EXTRAIT À LIRE:
++++++++++

643.- Elévation du conflit.- En revanche, s’il rejette le déclinatoire, le préfet disposera de quinze jours pour élever le conflit, c’est-à-dire pour prendre un arrêté de conflit motivé dans lequel il va réitérer les motifs pour lesquels il estime que le juge saisi est incompétent. Si le préfet ne prend pas d’arrêté de conflit dans ce délai, le juge judiciaire pourra poursuivre la procédure et rendre un jugement sur le fond. Toutefois, le conflit peut également être élevé si le tribunal, avant l’expiration du délai de quinze jours, est passé outre et a jugé au fond.
Alors que la jurisprudence du Tribunal des conflits était très peu formaliste sur cette question, l’article 23 du décret du 27 février 2015 mentionne expressément que l’arrêté de conflit doit viser le jugement ou l’arrêt rejetant le déclinatoire et être motivé à peine d’irrecevabilité.
L’arrêté de conflit, accompagné des pièces qu’il vise, est remis contre signature par le préfet au greffe de la juridiction devant laquelle est élevé le conflit (D. n°2015-233, 27 février 2015, art. 24).

++++++++++

À FAIRE:
a. Relevez dans l'extrait sur l'élévation du conflit toutes les expressions qui désignent un juge ou une juridiction, chacune une seule fois.
b. Restituez le passage de l'extrait sur l'élévation du conflit compris entre « 643.- Elévation du » et « jugé au fond. », ces deux bornes incluses.
Les entrées qui suivent n'ont aucun rapport avec l'extrait.

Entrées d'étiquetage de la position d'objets
++++++++++

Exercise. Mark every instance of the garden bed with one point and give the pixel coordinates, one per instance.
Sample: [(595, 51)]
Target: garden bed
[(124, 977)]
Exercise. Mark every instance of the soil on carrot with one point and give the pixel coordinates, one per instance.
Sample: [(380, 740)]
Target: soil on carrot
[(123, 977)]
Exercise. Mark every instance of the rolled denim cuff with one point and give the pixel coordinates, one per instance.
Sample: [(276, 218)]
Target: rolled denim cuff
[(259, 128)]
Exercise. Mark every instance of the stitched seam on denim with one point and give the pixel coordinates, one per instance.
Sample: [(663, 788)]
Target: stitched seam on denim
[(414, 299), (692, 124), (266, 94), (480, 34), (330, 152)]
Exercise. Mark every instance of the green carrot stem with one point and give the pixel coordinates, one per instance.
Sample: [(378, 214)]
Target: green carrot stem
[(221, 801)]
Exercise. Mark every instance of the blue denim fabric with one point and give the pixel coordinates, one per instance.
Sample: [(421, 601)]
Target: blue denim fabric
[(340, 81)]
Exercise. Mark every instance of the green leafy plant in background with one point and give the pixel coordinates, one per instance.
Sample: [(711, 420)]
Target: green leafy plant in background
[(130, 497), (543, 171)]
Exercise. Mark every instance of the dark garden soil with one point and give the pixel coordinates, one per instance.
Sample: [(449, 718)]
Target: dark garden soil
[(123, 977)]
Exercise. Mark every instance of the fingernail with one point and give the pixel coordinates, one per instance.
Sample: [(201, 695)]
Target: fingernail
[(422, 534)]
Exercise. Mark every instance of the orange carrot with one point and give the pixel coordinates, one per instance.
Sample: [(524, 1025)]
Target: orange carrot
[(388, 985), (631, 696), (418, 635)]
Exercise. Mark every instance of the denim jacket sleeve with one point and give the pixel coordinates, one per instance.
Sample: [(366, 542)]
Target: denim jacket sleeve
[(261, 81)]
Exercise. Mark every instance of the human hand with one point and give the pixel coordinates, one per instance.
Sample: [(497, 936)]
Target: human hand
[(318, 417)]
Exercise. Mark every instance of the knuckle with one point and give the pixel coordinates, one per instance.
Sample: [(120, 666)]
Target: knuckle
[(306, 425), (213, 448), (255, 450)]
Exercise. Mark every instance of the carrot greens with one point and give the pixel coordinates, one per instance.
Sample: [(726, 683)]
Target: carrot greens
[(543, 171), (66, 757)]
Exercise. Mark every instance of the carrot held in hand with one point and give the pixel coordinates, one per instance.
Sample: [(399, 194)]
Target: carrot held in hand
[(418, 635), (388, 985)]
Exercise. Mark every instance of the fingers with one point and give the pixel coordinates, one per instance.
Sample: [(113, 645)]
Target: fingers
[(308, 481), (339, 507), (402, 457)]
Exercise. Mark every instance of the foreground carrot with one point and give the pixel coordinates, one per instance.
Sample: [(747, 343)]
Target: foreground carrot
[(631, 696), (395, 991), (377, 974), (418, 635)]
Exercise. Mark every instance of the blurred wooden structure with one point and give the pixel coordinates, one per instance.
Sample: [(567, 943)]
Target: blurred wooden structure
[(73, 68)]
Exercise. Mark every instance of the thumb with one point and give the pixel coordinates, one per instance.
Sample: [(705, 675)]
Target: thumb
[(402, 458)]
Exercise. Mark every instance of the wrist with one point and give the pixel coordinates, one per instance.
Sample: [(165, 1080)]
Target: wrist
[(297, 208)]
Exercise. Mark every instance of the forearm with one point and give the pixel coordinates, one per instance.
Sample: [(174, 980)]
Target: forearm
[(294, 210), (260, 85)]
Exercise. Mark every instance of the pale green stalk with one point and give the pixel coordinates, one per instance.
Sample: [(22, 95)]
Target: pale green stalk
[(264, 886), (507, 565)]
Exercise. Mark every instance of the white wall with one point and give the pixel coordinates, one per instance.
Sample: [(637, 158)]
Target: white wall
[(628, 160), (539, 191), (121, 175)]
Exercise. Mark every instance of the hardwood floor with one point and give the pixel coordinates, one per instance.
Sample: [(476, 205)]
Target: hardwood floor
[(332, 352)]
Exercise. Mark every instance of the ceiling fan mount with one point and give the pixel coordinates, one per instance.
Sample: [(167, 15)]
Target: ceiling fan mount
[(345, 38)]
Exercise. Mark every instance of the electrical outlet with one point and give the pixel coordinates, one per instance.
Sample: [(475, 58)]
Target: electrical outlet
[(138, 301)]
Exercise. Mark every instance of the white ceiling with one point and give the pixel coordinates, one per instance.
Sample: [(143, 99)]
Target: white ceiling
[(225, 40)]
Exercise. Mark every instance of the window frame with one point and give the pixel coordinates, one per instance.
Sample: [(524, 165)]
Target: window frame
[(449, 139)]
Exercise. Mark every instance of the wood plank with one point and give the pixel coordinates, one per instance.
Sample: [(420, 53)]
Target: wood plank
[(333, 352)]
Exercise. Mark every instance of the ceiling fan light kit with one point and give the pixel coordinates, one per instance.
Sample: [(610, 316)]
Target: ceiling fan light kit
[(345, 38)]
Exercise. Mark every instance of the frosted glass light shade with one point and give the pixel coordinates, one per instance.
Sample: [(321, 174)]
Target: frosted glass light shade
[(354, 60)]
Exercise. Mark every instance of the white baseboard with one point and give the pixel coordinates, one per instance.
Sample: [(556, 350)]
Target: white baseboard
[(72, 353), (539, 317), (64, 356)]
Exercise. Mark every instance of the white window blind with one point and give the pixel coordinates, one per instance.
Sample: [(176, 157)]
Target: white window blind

++++++++++

RÉPONSES PAR TÂCHE:
a.
- le juge saisi
- le juge judiciaire
- le tribunal
- le Tribunal des conflits
- la juridiction devant laquelle est élevé le conflit

b.
643.- Elévation du conflit.- En revanche, s’il rejette le déclinatoire, le préfet disposera de quinze jours pour élever le conflit, c’est-à-dire pour prendre un arrêté de conflit motivé dans lequel il va réitérer les motifs pour lesquels il estime que le juge saisi est incompétent. Si le préfet ne prend pas d’arrêté de conflit dans ce délai, le juge judiciaire pourra poursuivre la procédure et rendre un jugement sur le fond. Toutefois, le conflit peut également être élevé si le tribunal, avant l’expiration du délai de quinze jours, est passé outre et a jugé au fond.